Short task 1 - Extract every line of the rows below that contains the string "plastic". Case counts.

Passage given -
⟨

PERFORMANCE BY BUSINESS LINE
The core business of Nordecon International Group is general contracting and
project management in buildings and infrastructure construction. In addition,
the Group is involved in road construction and maintenance, environmental
engineering, concrete works and real estate development.

Consolidated revenue for the first quarter of 2009 was 590.7 million kroons
(37.8 million euros), a 24 per cent decrease from the 773.5 million kroons (49.4
million euros) generated in the first quarter of 2008. Revenue has decreased
mainly on account of shrinkage in demand in all the Group's markets. In
addition, the absolute revenue figure has been impacted by stiff competition
that has lowered the construction prices (see further explanations and
expectations for the future in Outlooks of the geographical markets where the
Group operates).

The Group tries to maintain the revenues generated by its main segments
(Buildings and Infrastructure) in balance as this helps disperse risks and
provides a more solid foundation under stressed circumstances when one segment
experiences shrinkage in operating volumes. In view of estimates of demand for
apartments, the proportion of housing construction revenue from apartment
buildings is will remain within the strategically defined 20 per cent.

Segment revenue
It is quite common for the construction business that in the first quarter the
revenue generated by the Buildings segment is larger than that of
Infrastructure. However, compared with the first quarter of 2008, revenue
distribution between the primary segments has become more even. This results
from the situation in the construction market (particularly in Estonia) that has
been causing the order backlog of the Infrastructure segment to grow at a faster
pace than that of the Buildings segment already since the second quarter of
2008.

⟩

Short task 2 - Rewrite the passage on Nordecon's business lines from "The Group tries" up to and including "20 per cent.", putting "equilibrium" in place of "balance".

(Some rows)
⟨

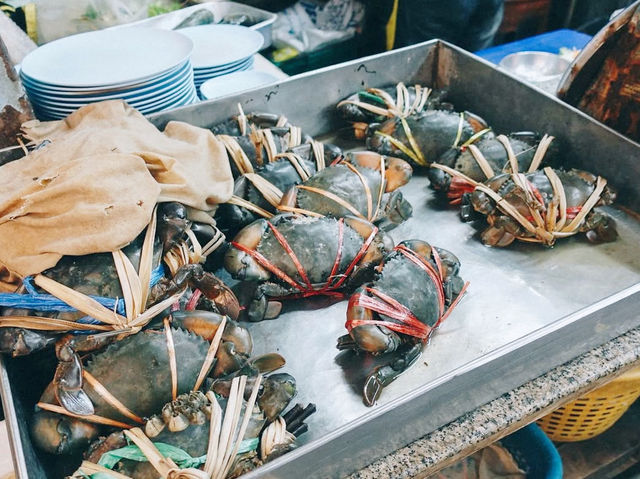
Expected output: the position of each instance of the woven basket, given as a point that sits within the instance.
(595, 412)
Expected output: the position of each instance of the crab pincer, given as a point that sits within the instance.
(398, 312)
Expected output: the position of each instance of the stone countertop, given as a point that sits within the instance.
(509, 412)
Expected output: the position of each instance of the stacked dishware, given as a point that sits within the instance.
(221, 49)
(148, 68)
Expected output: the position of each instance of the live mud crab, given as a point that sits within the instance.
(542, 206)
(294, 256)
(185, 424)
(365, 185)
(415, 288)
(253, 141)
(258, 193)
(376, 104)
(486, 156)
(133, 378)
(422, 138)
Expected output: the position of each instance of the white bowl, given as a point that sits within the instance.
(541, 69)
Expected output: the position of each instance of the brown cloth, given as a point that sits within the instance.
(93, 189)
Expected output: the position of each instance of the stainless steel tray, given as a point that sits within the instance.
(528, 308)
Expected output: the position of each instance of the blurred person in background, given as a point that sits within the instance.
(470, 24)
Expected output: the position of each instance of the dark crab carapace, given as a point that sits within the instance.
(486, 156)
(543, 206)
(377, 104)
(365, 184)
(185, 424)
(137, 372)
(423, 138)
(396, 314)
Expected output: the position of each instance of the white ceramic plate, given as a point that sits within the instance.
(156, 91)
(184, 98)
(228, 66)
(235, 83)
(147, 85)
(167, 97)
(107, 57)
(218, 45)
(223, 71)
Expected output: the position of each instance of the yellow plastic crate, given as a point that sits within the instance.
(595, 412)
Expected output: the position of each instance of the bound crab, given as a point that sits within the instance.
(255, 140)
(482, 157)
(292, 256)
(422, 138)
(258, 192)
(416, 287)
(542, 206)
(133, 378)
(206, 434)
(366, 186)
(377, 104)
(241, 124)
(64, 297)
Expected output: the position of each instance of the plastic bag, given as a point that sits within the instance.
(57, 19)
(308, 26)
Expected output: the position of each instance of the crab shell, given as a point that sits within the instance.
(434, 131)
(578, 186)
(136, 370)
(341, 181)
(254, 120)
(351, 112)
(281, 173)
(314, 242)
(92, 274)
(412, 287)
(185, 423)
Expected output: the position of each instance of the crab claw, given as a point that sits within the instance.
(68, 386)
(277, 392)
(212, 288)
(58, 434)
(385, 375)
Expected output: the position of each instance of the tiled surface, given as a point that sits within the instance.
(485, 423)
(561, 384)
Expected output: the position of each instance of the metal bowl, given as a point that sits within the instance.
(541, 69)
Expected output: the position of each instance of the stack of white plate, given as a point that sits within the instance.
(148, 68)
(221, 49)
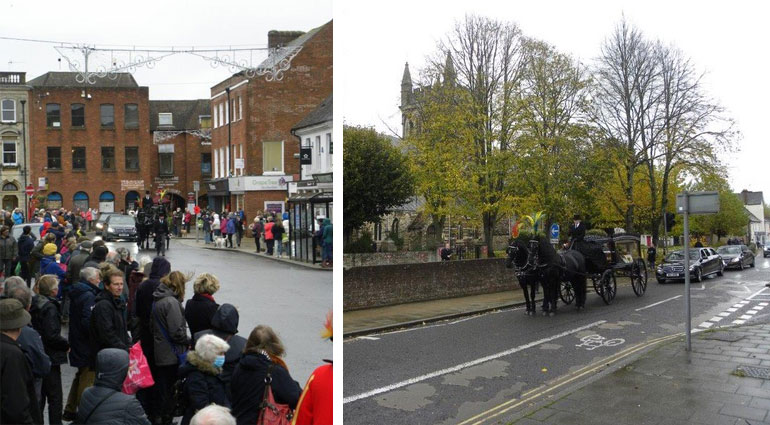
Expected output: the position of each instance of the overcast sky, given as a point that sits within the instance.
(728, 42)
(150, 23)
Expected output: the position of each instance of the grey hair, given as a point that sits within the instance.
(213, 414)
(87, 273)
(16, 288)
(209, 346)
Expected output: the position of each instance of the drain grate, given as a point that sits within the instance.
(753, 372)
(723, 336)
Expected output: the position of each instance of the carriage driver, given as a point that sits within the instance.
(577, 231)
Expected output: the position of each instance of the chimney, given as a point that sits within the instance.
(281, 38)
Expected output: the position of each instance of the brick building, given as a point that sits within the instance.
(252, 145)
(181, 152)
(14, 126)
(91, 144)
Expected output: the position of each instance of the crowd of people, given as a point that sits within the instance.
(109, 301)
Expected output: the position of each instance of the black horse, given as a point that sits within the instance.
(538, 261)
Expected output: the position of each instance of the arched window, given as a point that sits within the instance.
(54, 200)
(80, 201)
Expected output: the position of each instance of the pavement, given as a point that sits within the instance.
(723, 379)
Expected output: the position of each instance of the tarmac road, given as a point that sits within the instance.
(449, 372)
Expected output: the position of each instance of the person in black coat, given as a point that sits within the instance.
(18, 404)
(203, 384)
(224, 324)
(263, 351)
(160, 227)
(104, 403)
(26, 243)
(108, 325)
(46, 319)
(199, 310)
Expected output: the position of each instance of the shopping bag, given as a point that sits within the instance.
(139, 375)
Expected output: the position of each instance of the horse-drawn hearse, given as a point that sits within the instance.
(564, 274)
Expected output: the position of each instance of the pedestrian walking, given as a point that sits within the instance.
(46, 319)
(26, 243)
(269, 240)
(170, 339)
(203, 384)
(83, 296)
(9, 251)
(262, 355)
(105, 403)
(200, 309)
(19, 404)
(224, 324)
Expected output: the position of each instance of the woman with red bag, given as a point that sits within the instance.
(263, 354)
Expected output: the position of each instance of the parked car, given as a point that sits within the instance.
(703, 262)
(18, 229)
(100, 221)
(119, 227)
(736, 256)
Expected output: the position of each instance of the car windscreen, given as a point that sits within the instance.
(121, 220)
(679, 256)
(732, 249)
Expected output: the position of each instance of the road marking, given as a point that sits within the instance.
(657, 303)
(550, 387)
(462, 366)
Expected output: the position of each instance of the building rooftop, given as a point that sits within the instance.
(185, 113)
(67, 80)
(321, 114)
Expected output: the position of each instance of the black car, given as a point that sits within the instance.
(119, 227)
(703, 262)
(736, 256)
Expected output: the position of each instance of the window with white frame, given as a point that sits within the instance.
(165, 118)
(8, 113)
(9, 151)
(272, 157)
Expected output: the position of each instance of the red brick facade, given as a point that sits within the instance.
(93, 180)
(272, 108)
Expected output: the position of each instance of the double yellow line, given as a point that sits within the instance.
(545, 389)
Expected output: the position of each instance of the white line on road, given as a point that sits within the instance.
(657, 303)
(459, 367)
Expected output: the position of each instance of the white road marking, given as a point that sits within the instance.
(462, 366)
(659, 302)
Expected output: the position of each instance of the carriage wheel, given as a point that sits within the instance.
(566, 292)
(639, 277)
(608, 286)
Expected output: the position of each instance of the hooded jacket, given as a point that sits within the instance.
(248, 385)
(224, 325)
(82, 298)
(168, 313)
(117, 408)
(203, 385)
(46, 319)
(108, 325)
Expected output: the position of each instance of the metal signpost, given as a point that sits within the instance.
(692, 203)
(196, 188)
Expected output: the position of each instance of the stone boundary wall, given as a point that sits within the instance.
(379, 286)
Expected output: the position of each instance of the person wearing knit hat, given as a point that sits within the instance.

⟩

Answer 1 -
Expected output: the position of each instance of the yellow plastic crate, given as a point that sits within the instance.
Expected output: the position of each instance of the plastic bag, given as a point that sits within the instance.

Answer 2 -
The Group tries to maintain the revenues generated by its main segments
(Buildings and Infrastructure) in equilibrium as this helps disperse risks and
provides a more solid foundation under stressed circumstances when one segment
experiences shrinkage in operating volumes. In view of estimates of demand for
apartments, the proportion of housing construction revenue from apartment
buildings is will remain within the strategically defined 20 per cent.